• DOCUMENT EXTRACT:
It isn't "is the organisation a bureaucracy" it is "how bureaucrasised is the organisation" - Cole, Management: Theory and Practice.

His words in the article reflect the last 20 years of management theory. Notice he uses the phrase "unproductive bureaucracy". Weber introduced the word in 1947.

Drucker: Business is driven by marketing and innovation, everything else is a cost.

Plus ça change, plus c'est la même chose.


These days it feels like it is 99% marketing...


It is, but I think you mean advertising shenanigans.

Marketing starts with deciding what to produce.


> Marketing starts with deciding what to produce.

Sounds like a one liner intended to boost the self-worth of marketers. There's nothing wrong with what the average marketer does, so no need to make it into something it isn't.


Well, to sell something you need something people want. Finding a market and coming up with a product in the abstract is part of what's traditionally the marketing department's job, even if it's not what the travelling salesman does.


Too many people view marketing as what you do after you've built the product. Any company worth its salt understands that its also crucial before you've built the product.


https://www.youtube.com/watch?v=KZazEM8cgt0

The first part should be fitting...


Well it isn't.

Product, Price, Place, Promotion, Process, People, Physical Environment - the 7 p's of marketing.

Most people think it is just Promotion.

http://www.smartinsights.com/digital-marketing-strategy/onli...

And that's still only one aspect of what marketers do.


Well, an average programmer's job mostly is just moving input and output data around.

• WHAT TO DO:
Please write the next part of the marketing discussion, starting after its final comment.

• INFORMATION SHOWN:
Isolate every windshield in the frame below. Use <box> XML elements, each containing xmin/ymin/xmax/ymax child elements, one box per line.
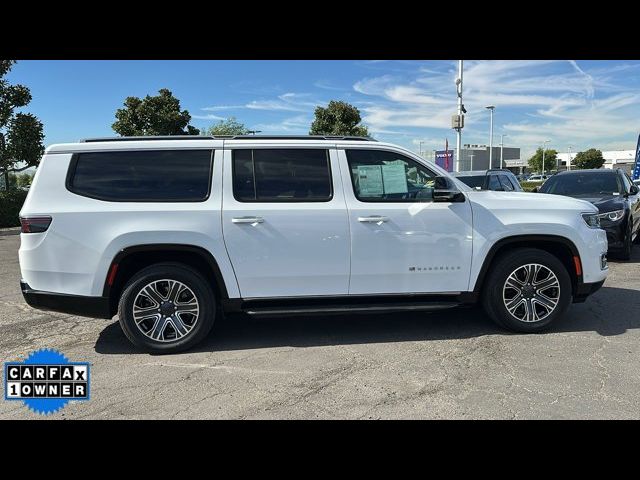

• EXERCISE RESULT:
Promotion - the common understanding of what marketing is about - is just one of the four traditional aspects of marketing.


Perhaps, but it is not untrue. Which is why it's good for developers to know a bit of design/need-finding/marketing, even if you never want to be a "salesman".

As someone who has seen the process of trying to commercialize bleeding edge academic research up close, I can tell you that knowing about your potential users and their needs can save you from building the best possible solution for the slightly wrong problem.


I thought this would be an article about getting through regulatory bureaucracy - which is one of Uber's greatest strengths IMHO.

This article mostly regurgitates old advice about good hiring and company cultural policies. I'm disappointed.


I think the only point to remember: Build a team of trustworthy people.

It's way harder than it seems to hire the best...


Indeed the only point. I've worked in, for and with many different organisations in the past 30 years, and I've only seen two real patterns: A) hire great people, or B) create the perfect bureaucracy.

Everything else is just running around putting out fires, no matter what label you put on it.

Now you will of course never be 100% successful with either A) or B), but pick one and aim for it, and don't get distracted by miracle management method #99999 just because you don't get it perfect.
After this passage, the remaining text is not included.